**Problem details**
Rewrite everything in the records from the line containing "shape [[213, 404]]." down to the line containing "[[208, 496], [896, 580], [108, 510]]" as a Markdown table with the columns Row and Record line, numbering each row and leaving out any blank lines.
☆ ☆ ☆
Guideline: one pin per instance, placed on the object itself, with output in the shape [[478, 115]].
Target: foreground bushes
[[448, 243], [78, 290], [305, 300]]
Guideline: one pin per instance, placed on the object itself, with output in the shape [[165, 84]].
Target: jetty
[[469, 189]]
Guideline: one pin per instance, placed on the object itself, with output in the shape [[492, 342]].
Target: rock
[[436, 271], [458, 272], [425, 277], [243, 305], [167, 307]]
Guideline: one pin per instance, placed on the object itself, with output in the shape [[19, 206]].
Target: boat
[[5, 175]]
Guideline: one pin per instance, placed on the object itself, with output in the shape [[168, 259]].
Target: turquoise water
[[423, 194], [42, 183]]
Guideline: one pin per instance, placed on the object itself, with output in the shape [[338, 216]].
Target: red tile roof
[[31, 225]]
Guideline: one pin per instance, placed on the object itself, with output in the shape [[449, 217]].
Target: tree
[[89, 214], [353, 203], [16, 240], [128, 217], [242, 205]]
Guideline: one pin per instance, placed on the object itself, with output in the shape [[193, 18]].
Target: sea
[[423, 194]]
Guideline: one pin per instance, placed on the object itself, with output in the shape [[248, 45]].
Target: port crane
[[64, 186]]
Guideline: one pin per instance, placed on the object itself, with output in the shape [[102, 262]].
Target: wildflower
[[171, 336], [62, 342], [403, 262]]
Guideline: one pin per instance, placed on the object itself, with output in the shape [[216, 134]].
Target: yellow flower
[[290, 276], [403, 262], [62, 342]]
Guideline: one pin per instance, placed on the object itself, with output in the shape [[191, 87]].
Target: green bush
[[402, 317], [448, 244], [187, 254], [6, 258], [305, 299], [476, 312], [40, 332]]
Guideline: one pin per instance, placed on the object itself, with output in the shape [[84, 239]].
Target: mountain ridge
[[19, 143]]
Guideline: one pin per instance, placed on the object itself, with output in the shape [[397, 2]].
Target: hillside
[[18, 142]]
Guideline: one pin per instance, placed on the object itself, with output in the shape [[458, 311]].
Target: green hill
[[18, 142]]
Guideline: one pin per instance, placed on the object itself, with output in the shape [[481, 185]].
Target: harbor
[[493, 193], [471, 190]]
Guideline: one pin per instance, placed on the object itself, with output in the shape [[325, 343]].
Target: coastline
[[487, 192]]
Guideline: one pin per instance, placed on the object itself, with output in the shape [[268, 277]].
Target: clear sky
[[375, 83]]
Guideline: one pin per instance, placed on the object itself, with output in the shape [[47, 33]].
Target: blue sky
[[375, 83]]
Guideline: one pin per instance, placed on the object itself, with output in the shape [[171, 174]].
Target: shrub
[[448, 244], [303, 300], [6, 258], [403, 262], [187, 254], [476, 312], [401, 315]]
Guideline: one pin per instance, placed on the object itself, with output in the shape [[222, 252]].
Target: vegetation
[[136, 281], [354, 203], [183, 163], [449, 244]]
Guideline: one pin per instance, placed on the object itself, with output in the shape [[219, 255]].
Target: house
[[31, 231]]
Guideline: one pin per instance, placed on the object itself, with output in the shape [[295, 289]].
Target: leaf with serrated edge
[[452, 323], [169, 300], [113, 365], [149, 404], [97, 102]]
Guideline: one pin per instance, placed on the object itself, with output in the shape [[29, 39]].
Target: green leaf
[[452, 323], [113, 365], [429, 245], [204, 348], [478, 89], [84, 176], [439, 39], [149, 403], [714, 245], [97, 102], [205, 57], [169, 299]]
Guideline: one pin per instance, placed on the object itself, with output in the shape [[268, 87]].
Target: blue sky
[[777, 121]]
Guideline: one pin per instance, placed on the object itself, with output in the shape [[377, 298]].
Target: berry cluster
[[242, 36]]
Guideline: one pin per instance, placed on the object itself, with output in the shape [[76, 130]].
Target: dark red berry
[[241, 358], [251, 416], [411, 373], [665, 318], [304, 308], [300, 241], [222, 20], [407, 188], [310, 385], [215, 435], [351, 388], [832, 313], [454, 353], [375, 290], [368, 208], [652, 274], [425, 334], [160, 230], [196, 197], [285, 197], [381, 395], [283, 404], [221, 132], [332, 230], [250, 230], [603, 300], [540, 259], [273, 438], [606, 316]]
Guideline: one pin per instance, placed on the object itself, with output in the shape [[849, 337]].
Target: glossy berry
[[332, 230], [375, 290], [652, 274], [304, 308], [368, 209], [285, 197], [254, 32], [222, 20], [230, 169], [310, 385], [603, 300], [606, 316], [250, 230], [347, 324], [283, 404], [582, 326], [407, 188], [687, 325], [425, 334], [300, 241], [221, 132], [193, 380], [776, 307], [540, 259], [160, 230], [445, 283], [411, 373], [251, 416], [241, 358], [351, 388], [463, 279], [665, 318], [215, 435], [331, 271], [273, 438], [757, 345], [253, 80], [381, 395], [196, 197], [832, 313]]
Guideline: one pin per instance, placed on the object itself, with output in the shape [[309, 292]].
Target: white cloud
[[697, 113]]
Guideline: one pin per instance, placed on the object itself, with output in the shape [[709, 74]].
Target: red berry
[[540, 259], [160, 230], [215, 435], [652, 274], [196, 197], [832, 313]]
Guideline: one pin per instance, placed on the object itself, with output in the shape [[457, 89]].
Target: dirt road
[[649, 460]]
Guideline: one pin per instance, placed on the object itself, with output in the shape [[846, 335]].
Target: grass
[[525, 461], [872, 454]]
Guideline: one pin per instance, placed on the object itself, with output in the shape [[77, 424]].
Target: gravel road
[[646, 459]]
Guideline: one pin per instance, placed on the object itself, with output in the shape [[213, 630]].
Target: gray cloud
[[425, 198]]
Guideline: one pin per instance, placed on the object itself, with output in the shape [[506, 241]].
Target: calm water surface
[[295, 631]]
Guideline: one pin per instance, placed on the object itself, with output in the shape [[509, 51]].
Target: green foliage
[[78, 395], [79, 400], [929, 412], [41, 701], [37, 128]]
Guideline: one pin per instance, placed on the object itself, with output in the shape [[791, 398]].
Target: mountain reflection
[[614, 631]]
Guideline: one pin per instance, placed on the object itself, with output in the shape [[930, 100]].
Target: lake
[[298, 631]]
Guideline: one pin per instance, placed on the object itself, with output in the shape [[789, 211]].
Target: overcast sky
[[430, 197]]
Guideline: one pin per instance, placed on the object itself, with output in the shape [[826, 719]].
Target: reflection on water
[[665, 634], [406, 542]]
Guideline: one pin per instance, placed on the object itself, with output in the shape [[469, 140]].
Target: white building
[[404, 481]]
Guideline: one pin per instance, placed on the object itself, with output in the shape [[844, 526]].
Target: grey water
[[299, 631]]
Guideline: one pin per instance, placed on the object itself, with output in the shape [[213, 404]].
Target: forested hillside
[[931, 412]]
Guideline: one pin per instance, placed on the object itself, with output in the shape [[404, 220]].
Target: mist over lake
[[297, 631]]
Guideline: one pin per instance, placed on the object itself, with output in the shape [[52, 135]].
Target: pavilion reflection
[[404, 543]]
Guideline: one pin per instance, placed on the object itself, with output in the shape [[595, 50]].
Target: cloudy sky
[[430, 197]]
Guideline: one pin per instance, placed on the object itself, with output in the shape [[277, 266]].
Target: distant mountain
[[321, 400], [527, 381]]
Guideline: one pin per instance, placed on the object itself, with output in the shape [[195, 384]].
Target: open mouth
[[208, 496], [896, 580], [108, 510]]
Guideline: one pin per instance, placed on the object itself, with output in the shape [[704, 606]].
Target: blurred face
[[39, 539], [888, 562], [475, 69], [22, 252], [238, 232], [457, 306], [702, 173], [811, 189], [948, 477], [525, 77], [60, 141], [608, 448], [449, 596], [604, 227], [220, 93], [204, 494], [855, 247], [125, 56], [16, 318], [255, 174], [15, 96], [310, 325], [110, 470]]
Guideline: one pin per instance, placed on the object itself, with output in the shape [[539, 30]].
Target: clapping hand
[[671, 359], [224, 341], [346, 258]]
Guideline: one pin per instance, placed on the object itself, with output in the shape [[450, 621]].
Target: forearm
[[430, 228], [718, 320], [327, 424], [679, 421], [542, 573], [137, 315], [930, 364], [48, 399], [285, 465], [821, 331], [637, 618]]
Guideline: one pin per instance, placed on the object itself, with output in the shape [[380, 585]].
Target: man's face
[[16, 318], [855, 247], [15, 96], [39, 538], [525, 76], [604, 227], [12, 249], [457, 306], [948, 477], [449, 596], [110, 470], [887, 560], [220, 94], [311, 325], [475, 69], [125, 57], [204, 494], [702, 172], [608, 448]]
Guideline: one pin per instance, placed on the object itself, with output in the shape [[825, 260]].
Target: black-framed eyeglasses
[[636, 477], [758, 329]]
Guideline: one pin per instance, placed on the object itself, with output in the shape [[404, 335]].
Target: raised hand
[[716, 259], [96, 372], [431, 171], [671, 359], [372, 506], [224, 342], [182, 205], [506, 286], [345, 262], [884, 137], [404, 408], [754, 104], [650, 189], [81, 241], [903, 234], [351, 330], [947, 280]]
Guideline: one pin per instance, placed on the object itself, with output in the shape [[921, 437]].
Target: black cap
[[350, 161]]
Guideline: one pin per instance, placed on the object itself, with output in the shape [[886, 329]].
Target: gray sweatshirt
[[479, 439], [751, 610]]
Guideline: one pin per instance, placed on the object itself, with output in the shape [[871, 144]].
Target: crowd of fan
☆ ☆ ☆
**Solution to this task**
| Row | Record line |
|---|---|
| 1 | Guideline: one pin per instance, placed on the object itself, with output in the shape [[213, 404]]. |
| 2 | Target: forested hillside |
| 3 | [[931, 412]] |
| 4 | Guideline: one pin per instance, placed on the object itself, with output in the shape [[404, 220]]. |
| 5 | Target: mist over lake |
| 6 | [[297, 631]] |
| 7 | Guideline: one pin per instance, placed on the object itself, with output in the shape [[52, 135]]. |
| 8 | Target: pavilion reflection |
| 9 | [[404, 543]] |
| 10 | Guideline: one pin per instance, placed on the object itself, with output in the shape [[595, 50]]. |
| 11 | Target: cloudy sky |
| 12 | [[430, 197]] |
| 13 | Guideline: one pin per instance, placed on the object itself, with output in the shape [[277, 266]]. |
| 14 | Target: distant mountain |
| 15 | [[321, 400], [527, 381]] |
| 16 | Guideline: one pin per instance, placed on the object itself, with output in the shape [[195, 384]]. |
| 17 | Target: open mouth |
| 18 | [[208, 496], [896, 580], [108, 510]] |